[Work instructions]:
The answer should be one number: how many lines in the records below contain the word "coordinates".

[Supplied data]:
=====
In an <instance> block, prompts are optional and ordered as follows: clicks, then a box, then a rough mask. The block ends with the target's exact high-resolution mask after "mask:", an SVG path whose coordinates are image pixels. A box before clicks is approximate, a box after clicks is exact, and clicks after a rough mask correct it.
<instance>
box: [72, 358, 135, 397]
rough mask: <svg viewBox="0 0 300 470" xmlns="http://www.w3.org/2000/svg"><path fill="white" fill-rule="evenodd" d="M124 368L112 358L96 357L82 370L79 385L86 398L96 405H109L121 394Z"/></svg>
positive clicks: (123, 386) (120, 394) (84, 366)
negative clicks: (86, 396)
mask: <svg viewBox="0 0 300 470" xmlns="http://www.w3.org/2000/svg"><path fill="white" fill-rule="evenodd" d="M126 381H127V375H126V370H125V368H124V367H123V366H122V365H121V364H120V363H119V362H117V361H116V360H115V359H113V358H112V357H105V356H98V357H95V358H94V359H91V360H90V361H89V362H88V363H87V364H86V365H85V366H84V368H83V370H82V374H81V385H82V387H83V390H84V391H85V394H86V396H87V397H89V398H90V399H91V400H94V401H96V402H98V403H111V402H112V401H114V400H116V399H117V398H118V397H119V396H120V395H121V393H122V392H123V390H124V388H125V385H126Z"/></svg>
=====
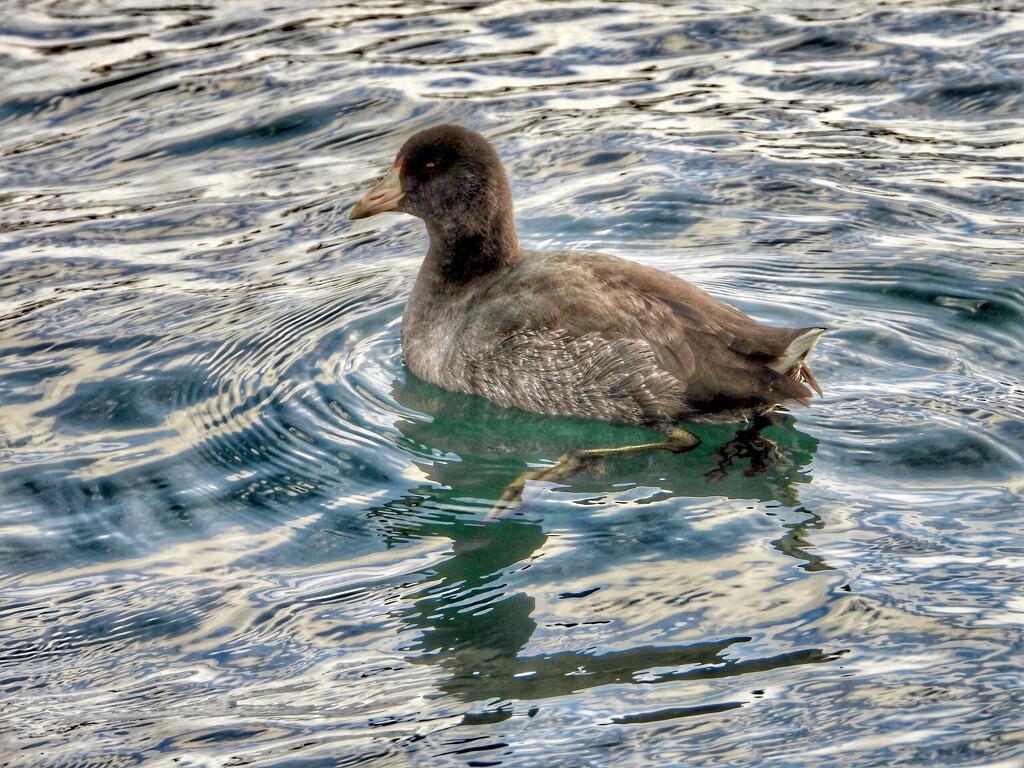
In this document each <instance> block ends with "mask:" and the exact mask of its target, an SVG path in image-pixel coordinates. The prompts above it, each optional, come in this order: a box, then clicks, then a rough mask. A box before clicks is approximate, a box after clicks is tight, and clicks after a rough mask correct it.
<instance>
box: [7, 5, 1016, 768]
=====
[Your solution]:
2